DATA ENTRIES>
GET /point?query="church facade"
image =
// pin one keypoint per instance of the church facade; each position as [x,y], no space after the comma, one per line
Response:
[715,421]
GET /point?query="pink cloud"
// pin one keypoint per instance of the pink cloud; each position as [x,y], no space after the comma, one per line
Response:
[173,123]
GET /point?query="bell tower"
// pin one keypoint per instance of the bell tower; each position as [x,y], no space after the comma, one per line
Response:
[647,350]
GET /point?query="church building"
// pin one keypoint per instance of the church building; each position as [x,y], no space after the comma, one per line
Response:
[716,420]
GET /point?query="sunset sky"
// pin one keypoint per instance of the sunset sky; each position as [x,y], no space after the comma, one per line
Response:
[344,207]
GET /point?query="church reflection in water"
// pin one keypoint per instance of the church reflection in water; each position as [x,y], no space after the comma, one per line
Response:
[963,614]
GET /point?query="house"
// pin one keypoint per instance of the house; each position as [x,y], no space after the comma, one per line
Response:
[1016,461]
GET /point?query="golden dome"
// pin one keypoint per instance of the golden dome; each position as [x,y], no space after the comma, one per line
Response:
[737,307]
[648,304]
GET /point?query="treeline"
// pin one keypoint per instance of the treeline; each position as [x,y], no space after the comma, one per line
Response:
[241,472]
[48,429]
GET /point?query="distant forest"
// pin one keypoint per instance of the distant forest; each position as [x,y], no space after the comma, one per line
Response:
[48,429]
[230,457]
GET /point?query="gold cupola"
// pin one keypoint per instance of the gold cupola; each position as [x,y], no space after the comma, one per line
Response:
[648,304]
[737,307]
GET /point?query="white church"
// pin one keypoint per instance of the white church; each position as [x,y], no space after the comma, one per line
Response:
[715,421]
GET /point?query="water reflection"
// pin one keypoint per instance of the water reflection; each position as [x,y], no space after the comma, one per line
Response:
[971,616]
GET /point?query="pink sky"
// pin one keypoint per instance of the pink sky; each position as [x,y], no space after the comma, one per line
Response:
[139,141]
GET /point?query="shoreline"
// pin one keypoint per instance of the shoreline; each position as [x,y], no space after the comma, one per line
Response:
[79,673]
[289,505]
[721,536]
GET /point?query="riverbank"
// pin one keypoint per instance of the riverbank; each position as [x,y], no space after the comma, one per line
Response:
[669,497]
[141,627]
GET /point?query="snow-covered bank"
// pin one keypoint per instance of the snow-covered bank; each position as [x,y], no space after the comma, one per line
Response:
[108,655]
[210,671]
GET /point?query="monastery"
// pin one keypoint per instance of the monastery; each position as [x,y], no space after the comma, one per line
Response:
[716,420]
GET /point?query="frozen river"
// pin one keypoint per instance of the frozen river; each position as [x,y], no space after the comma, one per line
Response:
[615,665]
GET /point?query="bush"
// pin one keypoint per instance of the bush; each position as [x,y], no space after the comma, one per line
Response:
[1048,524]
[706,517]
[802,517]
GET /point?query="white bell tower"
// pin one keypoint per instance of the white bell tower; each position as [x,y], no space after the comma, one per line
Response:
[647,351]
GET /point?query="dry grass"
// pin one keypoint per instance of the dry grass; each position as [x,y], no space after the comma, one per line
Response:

PROBLEM REQUIREMENTS>
Count the lines in the rows above that contain the string "snow". Give only the number.

SOLUTION FOR THIS PROBLEM>
2